Exercícios>
• 1. Indique se cada afirmação concorda com a transcrição do debate, respondendo sim ou não e citando literalmente as palavras decisivas: (a) o debate aconteceu na Universidade Simon Fraser, em 1994; (b) a transcrição afirma que as frases “Deus é amor” e “Algumas pessoas vão para o inferno” são explicitamente contraditórias; (c) a transcrição registra o discurso inicial do Dr. Bradley.
• 2. Transcreva da transcrição do debate o trecho que começa nas palavras “Mas quais são” e termina após as palavras “vai para o inferno.”.

Documento>

►

O filósofo cristão Dr. William Lane Craig e o filósofo ateu Dr. Ray Bradley debateram sobre a questão “poderia um Deus amoroso mandar pessoas para o inferno?” na Universidade Simon Fraser, Canadá, em 1994.
Este texto é a transcrição do discurso inicial do Dr. Craig.
Argumentos Introdutórios do Dr. Craig
Obrigado. “Se Deus realmente é amor, então como pode mandar alguém para o inferno?” A questão é quase um vexame para os cristãos hoje. Por um lado, a Bíblia ensina que Deus é amor, e ainda, por outro lado, adverte sobre aqueles que rejeitam a Deus perante a punição eterna, e contém avisos freqüentes sobre o perigo de ir para o inferno. Mas não são ambas de alguma forma inconsistentes uma com a outra? Bem, muitas pessoas parecem pensar que são inconsistentes, mas na verdade isto não é de todo óbvio. Afinal, não existe uma contradição explícita entre elas. A frase “Deus é amor” e “Algumas pessoas vão para o inferno” não são explicitamente contraditórias. Então se essas são ambas inconsistentes, devem existir algumas pressuposições implícitas que serviriam para extrair a contradição e torná-la explícita.
Mas quais são essas pressuposições? Parece a mim que o difamador do inferno está fazendo duas pressuposições cruciais. Primeiro, afirma que se Deus é Todo-Poderoso, então pode criar um mundo no qual todos escolhem livremente dar sua vida a Deus e serem salvos. Segundo, afirma que se Deus é amor, então prefere um mundo no qual todos escolhem livremente dar sua vida a Deus e serem salvos. Desde que Deus é desejoso e capaz de criar um mundo em que todos são salvos livremente, segue-se que ninguém vai para o inferno.

◄

Registros de dados>

►

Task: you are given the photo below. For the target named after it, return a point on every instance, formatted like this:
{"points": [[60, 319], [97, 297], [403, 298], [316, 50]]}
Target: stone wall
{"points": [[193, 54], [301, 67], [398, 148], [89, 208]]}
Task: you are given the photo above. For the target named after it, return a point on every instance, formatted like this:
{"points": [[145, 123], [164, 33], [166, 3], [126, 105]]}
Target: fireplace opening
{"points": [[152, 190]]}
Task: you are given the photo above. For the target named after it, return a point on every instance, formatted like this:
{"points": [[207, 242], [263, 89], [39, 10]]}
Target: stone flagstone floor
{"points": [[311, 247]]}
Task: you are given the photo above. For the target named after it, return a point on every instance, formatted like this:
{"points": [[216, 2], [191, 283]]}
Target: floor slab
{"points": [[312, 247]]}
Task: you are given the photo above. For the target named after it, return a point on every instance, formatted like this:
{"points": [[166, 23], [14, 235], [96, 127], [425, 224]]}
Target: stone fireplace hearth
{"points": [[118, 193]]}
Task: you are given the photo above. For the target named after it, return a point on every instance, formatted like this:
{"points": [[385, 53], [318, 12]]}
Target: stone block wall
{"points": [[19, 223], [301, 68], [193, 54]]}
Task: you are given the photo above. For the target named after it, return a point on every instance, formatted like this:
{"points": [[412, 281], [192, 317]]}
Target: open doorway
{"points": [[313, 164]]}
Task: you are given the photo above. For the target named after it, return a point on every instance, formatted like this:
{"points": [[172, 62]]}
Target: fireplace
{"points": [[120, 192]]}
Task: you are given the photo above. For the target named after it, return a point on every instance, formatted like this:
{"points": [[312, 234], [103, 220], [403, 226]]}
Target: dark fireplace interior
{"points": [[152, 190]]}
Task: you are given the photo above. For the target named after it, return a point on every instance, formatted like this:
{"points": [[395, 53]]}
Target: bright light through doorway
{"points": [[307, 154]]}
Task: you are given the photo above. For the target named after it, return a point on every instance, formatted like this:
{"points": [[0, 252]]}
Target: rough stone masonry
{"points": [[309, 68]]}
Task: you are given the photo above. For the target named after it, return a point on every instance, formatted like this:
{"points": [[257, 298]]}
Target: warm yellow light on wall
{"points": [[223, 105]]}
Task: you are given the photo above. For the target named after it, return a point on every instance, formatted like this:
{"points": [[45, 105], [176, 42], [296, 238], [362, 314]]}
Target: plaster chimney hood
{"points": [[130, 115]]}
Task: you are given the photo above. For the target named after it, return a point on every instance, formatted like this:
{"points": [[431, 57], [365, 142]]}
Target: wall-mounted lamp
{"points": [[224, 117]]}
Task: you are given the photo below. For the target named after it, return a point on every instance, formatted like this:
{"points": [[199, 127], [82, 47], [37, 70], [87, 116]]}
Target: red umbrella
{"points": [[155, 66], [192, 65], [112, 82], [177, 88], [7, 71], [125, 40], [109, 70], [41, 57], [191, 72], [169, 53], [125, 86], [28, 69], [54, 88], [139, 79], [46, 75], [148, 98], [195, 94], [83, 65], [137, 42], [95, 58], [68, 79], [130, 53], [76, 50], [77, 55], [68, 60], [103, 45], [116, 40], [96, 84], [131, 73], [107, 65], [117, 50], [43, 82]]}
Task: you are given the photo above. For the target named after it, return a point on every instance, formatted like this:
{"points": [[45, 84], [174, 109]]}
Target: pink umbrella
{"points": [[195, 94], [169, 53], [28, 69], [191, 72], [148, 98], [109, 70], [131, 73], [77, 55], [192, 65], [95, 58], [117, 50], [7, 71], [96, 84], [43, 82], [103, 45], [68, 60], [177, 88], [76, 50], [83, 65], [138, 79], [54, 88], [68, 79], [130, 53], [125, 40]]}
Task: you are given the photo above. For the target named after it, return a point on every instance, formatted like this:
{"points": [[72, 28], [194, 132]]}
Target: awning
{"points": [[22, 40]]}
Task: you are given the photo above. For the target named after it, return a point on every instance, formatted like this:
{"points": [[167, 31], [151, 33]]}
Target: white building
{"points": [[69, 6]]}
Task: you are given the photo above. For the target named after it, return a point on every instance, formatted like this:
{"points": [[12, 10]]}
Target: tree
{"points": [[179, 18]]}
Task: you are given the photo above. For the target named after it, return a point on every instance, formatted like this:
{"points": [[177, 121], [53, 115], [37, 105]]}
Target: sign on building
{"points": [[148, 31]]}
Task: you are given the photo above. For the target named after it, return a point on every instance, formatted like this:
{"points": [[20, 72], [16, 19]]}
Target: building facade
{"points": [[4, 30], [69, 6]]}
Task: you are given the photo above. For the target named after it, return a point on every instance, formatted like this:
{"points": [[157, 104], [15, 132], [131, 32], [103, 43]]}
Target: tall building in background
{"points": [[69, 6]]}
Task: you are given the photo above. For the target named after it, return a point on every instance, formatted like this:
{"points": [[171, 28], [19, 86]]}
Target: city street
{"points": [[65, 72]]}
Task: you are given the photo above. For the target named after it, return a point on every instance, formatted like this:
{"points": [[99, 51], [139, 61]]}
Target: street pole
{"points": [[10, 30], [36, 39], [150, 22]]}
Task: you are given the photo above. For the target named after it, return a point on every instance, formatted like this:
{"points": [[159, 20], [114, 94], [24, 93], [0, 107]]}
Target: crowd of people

◄

Respostas esperadas>
• 1.
(a) Sim: “na Universidade Simon Fraser, Canadá, em 1994.”
(b) Não: “A frase “Deus é amor” e “Algumas pessoas vão para o inferno” não são explicitamente contraditórias.”
(c) Não: “Este texto é a transcrição do discurso inicial do Dr. Craig.”

• 2.
Mas quais são essas pressuposições? Parece a mim que o difamador do inferno está fazendo duas pressuposições cruciais. Primeiro, afirma que se Deus é Todo-Poderoso, então pode criar um mundo no qual todos escolhem livremente dar sua vida a Deus e serem salvos. Segundo, afirma que se Deus é amor, então prefere um mundo no qual todos escolhem livremente dar sua vida a Deus e serem salvos. Desde que Deus é desejoso e capaz de criar um mundo em que todos são salvos livremente, segue-se que ninguém vai para o inferno.